Text passage:
============================================================

Vietnam and Iraq: A Twice-Told Tale; Again, We Did Know BetterRon Glasser
Posted July 23, 2007 | 02:40 PM (EST)
"Robert McNamara (secretary of defense) reflecting on the decisions of the spring and early summer of 1965 (decisions that sent us into war in Vietnam) recalled that "we were sinking into quicksand." It was, however, a quicksand of his and the president's making -- a quicksand of lies."
Page 243, Dereliction of Duty, by H.R. McMaster, Harper CollinsIn August last year, I was asked to speak to a freshman class at UCLA about our war in Iraq and Afghanistan. The talk, based on a book I had written titled Wounded: Vietnam to Iraq, was to describe the national and personal costs of both wars, but specifically the astonishing numbers of severely wounded soldiers in Iraq and Afghanistan who would have simply died in the jungles of Vietnam. Some 400 students, all science majors, pre-med or pre-law, the freshman elite of UCLA, filed into Schoenberg Hall for what had been listed as a mandatory 10 o'clock lecture.

============================================================

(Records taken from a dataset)
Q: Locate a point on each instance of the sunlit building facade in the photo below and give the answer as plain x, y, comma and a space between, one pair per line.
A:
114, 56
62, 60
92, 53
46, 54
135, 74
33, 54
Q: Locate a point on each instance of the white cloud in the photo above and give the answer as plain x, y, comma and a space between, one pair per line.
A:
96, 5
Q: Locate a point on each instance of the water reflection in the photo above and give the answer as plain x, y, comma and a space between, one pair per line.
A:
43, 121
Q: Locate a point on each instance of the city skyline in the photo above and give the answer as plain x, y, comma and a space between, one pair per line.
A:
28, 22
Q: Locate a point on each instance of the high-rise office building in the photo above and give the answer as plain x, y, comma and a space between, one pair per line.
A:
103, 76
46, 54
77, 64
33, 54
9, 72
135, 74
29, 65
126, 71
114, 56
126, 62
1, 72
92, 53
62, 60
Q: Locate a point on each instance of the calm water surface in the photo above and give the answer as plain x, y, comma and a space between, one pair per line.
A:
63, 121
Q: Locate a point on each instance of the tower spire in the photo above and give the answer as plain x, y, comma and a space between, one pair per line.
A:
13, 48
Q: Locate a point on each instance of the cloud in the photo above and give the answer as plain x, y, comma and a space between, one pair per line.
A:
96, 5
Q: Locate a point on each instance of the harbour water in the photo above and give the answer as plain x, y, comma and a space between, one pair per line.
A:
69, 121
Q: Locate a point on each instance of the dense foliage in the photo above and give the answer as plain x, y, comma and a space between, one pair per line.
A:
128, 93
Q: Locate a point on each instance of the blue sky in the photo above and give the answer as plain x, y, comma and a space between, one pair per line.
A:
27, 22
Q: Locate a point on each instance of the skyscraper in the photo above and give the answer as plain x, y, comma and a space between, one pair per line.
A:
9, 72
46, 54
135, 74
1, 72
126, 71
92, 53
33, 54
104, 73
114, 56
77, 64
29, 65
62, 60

============================================================

Exercise objective: Rewrite the article on Vietnam and Iraq from "Page 243, Dereliction" to "10 o'clock lecture.", replacing "students" with "undergraduates". Answer using only the article on Vietnam and Iraq.

Response area:
Page 243, Dereliction of Duty, by H.R. McMaster, Harper CollinsIn August last year, I was asked to speak to a freshman class at UCLA about our war in Iraq and Afghanistan. The talk, based on a book I had written titled Wounded: Vietnam to Iraq, was to describe the national and personal costs of both wars, but specifically the astonishing numbers of severely wounded soldiers in Iraq and Afghanistan who would have simply died in the jungles of Vietnam. Some 400 undergraduates, all science majors, pre-med or pre-law, the freshman elite of UCLA, filed into Schoenberg Hall for what had been listed as a mandatory 10 o'clock lecture.